What you have to do: Find each line in the material below that contains the string "burger" and copy those lines.
•••
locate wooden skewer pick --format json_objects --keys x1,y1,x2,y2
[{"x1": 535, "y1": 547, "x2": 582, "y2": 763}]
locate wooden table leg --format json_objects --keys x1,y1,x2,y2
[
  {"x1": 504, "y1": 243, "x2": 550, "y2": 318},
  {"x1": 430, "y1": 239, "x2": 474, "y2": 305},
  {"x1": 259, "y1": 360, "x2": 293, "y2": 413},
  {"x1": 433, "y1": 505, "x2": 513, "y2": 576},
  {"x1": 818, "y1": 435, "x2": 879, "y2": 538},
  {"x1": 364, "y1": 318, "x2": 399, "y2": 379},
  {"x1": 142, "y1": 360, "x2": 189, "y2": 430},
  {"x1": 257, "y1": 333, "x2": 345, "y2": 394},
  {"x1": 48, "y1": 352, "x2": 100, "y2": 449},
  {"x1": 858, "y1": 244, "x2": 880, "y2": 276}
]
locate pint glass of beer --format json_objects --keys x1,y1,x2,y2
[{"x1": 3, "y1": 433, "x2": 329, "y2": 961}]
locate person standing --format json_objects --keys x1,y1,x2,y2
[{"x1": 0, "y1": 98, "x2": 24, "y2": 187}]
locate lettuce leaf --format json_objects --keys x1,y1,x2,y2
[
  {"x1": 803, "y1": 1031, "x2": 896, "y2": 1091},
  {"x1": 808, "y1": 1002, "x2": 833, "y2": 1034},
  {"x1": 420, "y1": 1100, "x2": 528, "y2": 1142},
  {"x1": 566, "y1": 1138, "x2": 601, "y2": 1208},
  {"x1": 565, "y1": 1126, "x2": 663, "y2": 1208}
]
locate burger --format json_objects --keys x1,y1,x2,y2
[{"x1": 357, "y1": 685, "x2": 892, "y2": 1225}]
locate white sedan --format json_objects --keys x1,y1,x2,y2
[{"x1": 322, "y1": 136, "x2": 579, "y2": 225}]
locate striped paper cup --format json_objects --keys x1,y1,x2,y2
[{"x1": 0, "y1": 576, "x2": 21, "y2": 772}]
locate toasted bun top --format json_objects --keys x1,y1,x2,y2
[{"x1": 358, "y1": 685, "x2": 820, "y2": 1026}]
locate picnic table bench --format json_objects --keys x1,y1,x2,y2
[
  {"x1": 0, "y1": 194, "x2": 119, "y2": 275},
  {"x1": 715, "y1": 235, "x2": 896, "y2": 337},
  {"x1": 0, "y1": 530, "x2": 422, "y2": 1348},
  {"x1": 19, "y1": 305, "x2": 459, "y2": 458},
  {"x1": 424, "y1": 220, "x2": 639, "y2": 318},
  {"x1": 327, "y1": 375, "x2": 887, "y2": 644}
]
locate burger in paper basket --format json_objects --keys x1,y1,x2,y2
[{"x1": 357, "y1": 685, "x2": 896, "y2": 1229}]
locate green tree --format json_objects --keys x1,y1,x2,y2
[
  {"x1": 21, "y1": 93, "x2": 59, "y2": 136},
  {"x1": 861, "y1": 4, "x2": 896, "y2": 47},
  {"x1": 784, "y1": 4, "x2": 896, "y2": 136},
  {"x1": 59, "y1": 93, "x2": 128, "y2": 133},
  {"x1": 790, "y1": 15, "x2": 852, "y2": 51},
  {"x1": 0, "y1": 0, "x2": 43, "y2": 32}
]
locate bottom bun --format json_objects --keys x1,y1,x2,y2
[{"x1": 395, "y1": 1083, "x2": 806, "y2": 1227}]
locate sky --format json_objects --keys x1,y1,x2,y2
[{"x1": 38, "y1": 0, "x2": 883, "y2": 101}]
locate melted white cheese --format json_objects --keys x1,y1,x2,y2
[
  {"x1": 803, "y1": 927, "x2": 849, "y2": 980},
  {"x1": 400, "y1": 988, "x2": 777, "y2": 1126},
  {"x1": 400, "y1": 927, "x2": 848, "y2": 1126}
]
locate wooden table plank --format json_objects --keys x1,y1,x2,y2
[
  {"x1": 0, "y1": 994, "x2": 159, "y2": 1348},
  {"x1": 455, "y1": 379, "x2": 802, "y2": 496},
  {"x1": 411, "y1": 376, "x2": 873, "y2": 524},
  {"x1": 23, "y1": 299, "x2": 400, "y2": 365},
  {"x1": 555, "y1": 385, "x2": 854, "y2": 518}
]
•••
Result:
locate burger --format json_objects --keys x1,y1,x2,y2
locate burger in paper basket --format json_objects --keys x1,y1,x2,y2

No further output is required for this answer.